Take everything from the line containing "Pick out the red-painted" down to the line containing "<point>484,371</point>" and give back only those lines. Switch each "tall grass" to "long grass" and leave everything else as it is.

-*-*-

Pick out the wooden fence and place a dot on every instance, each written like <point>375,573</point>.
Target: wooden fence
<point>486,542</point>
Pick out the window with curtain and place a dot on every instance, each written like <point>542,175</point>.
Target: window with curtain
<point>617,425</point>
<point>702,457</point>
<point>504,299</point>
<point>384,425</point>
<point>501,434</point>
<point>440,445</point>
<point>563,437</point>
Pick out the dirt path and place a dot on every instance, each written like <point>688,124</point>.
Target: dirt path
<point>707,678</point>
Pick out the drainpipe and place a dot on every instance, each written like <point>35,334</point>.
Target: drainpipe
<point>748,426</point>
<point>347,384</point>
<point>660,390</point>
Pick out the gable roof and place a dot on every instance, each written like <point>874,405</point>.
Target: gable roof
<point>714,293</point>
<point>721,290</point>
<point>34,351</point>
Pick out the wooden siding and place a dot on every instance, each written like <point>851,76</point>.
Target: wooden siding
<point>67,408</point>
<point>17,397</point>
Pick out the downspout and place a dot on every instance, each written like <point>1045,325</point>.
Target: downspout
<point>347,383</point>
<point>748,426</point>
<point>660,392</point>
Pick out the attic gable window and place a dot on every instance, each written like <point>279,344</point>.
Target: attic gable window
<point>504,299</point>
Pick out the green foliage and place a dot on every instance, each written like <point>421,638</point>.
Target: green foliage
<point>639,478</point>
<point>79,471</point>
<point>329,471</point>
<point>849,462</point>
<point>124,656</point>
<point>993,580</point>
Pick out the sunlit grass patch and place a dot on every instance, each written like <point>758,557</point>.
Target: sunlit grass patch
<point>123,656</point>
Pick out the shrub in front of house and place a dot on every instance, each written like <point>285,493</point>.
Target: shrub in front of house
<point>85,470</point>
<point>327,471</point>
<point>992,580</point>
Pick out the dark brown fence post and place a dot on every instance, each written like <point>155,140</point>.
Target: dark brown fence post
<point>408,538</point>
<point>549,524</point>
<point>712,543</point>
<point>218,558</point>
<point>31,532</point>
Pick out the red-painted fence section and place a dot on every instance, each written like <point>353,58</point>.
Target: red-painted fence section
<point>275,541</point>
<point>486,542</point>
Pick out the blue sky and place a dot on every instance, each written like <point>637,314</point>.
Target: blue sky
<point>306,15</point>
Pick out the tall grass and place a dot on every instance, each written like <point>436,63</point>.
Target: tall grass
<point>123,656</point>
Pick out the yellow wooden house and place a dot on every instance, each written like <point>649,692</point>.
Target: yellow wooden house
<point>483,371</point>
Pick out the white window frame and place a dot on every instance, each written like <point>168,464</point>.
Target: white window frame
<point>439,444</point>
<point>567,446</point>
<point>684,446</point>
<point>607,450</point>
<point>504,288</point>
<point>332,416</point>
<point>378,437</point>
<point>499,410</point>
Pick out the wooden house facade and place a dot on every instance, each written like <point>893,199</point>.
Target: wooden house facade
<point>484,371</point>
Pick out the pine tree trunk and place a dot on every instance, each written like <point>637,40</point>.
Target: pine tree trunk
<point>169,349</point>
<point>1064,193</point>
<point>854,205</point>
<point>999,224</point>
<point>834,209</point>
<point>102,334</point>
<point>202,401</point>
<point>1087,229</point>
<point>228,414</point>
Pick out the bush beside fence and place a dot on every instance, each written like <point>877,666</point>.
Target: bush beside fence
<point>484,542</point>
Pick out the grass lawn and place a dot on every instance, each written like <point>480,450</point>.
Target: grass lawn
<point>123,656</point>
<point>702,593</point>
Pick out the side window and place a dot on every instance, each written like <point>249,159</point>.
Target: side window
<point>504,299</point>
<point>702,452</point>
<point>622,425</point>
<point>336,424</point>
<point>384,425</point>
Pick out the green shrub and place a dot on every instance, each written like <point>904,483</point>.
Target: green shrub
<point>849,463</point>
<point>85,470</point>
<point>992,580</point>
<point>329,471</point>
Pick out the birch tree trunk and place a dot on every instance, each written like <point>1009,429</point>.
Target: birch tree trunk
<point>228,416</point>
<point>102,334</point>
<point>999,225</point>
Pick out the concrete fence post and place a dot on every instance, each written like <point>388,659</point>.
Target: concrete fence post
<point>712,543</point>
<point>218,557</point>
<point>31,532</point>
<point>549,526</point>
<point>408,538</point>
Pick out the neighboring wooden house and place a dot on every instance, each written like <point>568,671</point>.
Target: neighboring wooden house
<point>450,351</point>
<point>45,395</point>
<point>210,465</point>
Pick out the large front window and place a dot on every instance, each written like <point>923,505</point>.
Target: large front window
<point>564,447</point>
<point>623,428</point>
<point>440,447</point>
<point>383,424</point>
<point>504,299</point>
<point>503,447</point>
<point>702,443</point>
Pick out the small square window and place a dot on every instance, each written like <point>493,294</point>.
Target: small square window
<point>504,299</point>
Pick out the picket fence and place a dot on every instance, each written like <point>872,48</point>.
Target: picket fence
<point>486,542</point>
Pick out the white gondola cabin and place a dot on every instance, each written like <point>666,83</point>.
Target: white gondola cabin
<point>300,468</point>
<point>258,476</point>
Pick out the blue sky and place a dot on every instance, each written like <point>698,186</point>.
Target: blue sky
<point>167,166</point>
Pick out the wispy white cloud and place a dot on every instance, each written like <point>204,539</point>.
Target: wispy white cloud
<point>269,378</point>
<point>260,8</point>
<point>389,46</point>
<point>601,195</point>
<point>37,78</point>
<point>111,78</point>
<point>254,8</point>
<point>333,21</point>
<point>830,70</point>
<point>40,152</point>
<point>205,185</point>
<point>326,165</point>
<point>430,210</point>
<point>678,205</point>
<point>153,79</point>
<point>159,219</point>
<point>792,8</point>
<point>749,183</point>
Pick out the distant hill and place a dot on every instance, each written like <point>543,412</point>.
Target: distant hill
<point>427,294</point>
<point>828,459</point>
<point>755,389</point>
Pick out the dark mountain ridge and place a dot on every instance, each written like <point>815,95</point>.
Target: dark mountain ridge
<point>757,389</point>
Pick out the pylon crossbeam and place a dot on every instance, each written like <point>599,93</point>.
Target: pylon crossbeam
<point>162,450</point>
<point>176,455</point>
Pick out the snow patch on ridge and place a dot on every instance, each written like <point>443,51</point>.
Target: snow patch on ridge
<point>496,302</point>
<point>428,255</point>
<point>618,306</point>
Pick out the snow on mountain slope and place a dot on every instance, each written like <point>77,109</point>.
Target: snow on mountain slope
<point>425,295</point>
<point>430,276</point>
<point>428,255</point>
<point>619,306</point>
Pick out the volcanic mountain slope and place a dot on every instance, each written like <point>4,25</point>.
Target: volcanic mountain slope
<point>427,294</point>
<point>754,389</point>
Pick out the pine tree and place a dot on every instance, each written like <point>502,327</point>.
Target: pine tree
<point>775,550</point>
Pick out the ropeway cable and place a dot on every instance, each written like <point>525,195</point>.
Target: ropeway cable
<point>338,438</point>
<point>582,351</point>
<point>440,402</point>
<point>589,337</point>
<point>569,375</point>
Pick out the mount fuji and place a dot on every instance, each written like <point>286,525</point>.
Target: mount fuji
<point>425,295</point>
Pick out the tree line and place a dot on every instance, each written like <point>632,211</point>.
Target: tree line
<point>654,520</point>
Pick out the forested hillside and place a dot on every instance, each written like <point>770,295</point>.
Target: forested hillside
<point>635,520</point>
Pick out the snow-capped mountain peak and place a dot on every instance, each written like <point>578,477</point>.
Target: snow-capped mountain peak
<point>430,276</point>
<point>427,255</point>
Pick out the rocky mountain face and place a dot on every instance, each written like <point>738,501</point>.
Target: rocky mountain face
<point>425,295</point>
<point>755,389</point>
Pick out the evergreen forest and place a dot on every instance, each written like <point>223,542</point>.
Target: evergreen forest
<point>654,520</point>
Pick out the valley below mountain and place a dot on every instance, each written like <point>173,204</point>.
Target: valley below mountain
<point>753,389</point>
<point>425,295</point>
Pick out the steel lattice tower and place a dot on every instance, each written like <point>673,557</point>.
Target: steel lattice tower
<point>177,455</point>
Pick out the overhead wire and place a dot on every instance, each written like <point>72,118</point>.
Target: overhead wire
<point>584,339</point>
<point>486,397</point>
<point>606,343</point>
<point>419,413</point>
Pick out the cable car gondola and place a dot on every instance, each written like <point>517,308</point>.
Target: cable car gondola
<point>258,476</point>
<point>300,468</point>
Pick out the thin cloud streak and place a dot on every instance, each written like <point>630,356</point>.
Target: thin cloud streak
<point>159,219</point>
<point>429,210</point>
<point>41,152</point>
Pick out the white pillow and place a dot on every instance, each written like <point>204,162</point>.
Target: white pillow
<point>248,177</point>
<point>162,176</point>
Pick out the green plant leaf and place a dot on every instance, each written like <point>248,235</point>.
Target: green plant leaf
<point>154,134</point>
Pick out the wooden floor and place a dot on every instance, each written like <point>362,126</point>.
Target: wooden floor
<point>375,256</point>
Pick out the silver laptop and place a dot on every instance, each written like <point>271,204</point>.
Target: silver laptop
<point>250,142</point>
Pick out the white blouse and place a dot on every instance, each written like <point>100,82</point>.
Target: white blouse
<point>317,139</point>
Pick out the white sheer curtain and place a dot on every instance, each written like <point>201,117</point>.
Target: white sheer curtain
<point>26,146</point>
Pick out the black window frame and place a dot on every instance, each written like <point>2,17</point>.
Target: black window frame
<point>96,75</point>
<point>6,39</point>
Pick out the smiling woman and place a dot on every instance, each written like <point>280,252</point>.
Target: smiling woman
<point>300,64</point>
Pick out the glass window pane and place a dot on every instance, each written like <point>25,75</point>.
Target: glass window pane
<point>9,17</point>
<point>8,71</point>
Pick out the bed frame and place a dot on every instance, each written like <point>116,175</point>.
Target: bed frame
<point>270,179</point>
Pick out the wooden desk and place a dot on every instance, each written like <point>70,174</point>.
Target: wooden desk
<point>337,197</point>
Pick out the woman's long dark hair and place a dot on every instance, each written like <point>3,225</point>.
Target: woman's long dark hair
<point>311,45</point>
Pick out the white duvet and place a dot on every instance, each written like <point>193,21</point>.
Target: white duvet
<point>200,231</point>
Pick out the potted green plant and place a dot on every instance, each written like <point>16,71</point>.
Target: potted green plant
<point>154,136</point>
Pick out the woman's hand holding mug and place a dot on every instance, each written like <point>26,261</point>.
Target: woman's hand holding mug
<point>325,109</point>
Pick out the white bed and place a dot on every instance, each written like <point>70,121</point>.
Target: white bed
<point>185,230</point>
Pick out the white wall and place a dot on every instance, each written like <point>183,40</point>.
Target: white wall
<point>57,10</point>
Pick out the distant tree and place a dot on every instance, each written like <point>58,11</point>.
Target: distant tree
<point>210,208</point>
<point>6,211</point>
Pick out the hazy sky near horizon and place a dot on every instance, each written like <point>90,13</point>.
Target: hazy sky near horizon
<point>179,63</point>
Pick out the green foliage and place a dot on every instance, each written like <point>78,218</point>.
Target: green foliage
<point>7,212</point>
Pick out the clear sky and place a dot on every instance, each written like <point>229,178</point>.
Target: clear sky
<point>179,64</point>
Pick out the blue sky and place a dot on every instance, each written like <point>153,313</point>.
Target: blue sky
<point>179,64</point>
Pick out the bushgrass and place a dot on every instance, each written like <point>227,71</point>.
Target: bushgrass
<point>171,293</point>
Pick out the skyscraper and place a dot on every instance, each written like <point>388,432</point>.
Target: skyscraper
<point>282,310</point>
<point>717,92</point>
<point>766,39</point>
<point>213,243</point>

-*-*-

**Solution:**
Pick out the red-painted fence section and place a dot on every instance, each written like <point>353,58</point>.
Target: red-painted fence section
<point>275,541</point>
<point>486,542</point>
Pick out the blue sky and place a dot on every instance, each written like <point>637,314</point>.
Target: blue sky
<point>306,15</point>
Pick out the long grass and place a dot on every instance, each written like <point>436,63</point>.
Target: long grass
<point>123,656</point>
Pick out the yellow wooden house and place a dot on every instance, each written like <point>649,692</point>.
Target: yellow wooden house
<point>483,371</point>
Pick out the white window frame and place a dot on every instance, each written like <point>168,464</point>.
Target: white window frame
<point>439,444</point>
<point>567,446</point>
<point>684,446</point>
<point>607,450</point>
<point>504,288</point>
<point>332,416</point>
<point>378,437</point>
<point>499,410</point>
Pick out the wooden house facade and place a dot on every instance, each written like <point>893,199</point>.
Target: wooden house facade
<point>484,371</point>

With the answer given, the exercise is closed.